* **DATA**:
··········

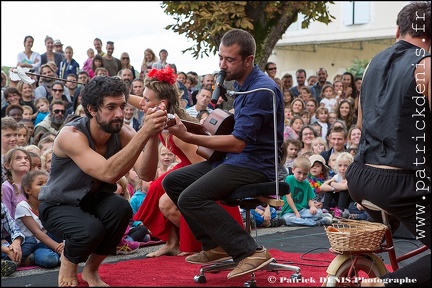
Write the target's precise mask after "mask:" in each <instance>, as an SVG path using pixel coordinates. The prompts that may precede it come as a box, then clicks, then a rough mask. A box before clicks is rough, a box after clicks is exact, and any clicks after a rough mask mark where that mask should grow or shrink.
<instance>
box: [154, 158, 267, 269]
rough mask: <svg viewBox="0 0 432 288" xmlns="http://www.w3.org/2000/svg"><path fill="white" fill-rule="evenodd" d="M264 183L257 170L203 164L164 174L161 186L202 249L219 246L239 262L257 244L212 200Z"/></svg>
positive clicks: (216, 246)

··········

Copy every line of the data where "clicks" is found.

* **SOLUTION TO THIS TASK**:
Write the target's precise mask after "mask:" in each <instance>, as an SVG path using pixel coordinates. The prompts that may precede it come as a box, then clicks, then a rough mask. A box before clicks is rough, a box after clicks is exact, and any clicks after a rough mask mark where that mask should grow or shrink.
positive clicks: (216, 246)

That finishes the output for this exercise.